▶ _ENUNCIADO DA TAREFA_
Extraia e transcreva na íntegra o texto sobre o golpe de Estado contra o governo de Fernando Lugo.

▶ _TRECHO FORNECIDO_
- - -
Por que o golpe
de Estado quando praticamente se encerra a experiência de um tímido governo
popular, arriscando as relações do país com seus vizinhos regionais de quem
depende tanto comercialmente e no plano energético? O golpe de Estado se
estabelece no elo mais fraco da cadeia de governos progressistas da região e
sinaliza que as velhas estruturas da dependência, que combinam as oligarquias
locais com o imperialismo, estão vivas. O artigo é de Carlos Eduardo Martins.
O golpe desferido contra o governo de
Fernando Lugo é um importante sinal de alerta para as democracias e governos
populares do Cone Sul.
Quais as razões para a sua imposição há
nove meses do término do mandato popular do Presidente eleito, em plena
realização da Rio + 20, momento de forte liderança internacional brasileira,
ignorando solenemente o apelo e a presença dos chanceleres da Unasul e Mercosul
em território paraguaio, bloco este com quem o Paraguai possuía, em 2007, 45%
do seu comércio exterior, sujeitando-se ainda à punição pela violação de suas
cláusulas democráticas, que vão da expulsão do Mercosul ao fechamento de
fronteiras e interrupção do fornecimento de energia, se tomarmos em
consideração o Protocolo de Ushuaia II, ratificado pelos poderes executivos de
todos os seus Estados?
- - -
▶ _Registros de uma coleção_
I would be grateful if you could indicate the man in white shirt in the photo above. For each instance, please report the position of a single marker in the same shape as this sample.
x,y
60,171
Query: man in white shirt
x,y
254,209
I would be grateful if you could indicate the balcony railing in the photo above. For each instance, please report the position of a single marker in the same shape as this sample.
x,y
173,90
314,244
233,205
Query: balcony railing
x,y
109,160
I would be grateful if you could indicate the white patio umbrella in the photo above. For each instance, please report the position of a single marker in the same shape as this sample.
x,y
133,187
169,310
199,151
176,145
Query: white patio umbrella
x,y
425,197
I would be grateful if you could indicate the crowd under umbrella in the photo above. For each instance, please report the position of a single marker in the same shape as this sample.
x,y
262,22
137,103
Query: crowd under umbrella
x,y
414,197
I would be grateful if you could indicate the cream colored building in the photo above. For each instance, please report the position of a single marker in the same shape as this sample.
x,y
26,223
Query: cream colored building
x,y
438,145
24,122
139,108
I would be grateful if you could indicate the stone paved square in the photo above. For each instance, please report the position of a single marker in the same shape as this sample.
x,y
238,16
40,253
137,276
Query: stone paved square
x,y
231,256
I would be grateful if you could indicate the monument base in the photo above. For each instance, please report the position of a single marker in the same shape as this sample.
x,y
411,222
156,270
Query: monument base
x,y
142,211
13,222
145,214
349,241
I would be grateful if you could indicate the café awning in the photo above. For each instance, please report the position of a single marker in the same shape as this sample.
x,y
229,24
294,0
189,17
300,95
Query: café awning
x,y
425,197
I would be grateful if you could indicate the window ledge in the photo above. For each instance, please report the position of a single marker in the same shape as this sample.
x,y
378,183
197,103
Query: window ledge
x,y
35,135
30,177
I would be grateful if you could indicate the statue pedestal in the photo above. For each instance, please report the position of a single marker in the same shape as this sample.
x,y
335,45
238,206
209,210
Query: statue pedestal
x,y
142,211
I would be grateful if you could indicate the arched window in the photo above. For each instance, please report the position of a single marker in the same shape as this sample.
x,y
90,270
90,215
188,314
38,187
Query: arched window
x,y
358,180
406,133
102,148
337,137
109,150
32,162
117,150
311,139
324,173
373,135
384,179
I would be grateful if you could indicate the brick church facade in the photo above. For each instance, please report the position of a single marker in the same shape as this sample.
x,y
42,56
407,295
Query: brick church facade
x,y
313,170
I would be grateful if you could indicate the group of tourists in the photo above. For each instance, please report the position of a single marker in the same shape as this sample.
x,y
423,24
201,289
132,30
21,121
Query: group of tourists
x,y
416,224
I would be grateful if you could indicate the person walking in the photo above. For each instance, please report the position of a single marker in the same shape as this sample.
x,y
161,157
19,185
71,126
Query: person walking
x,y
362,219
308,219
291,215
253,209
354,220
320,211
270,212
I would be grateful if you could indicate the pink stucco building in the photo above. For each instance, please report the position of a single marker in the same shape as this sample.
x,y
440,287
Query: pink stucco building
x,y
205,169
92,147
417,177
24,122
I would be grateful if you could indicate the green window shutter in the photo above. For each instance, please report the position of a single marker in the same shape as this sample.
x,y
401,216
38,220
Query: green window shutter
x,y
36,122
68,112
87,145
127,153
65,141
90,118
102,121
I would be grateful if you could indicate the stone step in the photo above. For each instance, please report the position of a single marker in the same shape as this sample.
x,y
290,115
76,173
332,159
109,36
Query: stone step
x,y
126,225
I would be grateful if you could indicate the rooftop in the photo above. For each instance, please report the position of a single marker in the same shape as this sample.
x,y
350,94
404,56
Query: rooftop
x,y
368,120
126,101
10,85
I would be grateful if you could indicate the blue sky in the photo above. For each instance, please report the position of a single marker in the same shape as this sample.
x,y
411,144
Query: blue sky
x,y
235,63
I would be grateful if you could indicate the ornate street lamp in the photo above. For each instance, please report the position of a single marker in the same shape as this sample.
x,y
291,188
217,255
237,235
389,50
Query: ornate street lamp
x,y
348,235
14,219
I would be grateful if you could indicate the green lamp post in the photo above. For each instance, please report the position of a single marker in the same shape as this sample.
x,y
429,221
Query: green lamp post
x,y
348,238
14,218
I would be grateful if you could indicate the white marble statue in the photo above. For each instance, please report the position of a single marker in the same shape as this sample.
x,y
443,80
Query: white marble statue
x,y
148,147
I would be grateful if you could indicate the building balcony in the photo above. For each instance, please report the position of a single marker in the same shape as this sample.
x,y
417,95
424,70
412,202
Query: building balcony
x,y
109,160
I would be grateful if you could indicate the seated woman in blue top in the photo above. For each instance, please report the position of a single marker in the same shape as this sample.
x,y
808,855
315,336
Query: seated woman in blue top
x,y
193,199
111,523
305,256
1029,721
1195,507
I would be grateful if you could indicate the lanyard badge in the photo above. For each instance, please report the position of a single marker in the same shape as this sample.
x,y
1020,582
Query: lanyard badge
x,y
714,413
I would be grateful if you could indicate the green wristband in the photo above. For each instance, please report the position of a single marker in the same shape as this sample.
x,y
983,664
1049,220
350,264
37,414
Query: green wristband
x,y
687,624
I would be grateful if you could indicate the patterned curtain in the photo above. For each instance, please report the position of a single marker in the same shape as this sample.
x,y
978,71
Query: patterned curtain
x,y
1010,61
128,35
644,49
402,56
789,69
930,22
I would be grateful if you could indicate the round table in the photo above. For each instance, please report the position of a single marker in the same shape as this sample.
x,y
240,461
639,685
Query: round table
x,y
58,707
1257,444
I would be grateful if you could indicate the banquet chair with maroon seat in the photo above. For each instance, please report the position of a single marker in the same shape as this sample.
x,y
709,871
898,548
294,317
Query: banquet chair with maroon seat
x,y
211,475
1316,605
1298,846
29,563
- - -
▶ _SOLUÇÃO DO PROBLEMA_
Por que o golpe
de Estado quando praticamente se encerra a experiência de um tímido governo
popular, arriscando as relações do país com seus vizinhos regionais de quem
depende tanto comercialmente e no plano energético? O golpe de Estado se
estabelece no elo mais fraco da cadeia de governos progressistas da região e
sinaliza que as velhas estruturas da dependência, que combinam as oligarquias
locais com o imperialismo, estão vivas. O artigo é de Carlos Eduardo Martins.
O golpe desferido contra o governo de
Fernando Lugo é um importante sinal de alerta para as democracias e governos
populares do Cone Sul.
Quais as razões para a sua imposição há
nove meses do término do mandato popular do Presidente eleito, em plena
realização da Rio + 20, momento de forte liderança internacional brasileira,
ignorando solenemente o apelo e a presença dos chanceleres da Unasul e Mercosul
em território paraguaio, bloco este com quem o Paraguai possuía, em 2007, 45%
do seu comércio exterior, sujeitando-se ainda à punição pela violação de suas
cláusulas democráticas, que vão da expulsão do Mercosul ao fechamento de
fronteiras e interrupção do fornecimento de energia, se tomarmos em
consideração o Protocolo de Ushuaia II, ratificado pelos poderes executivos de
todos os seus Estados?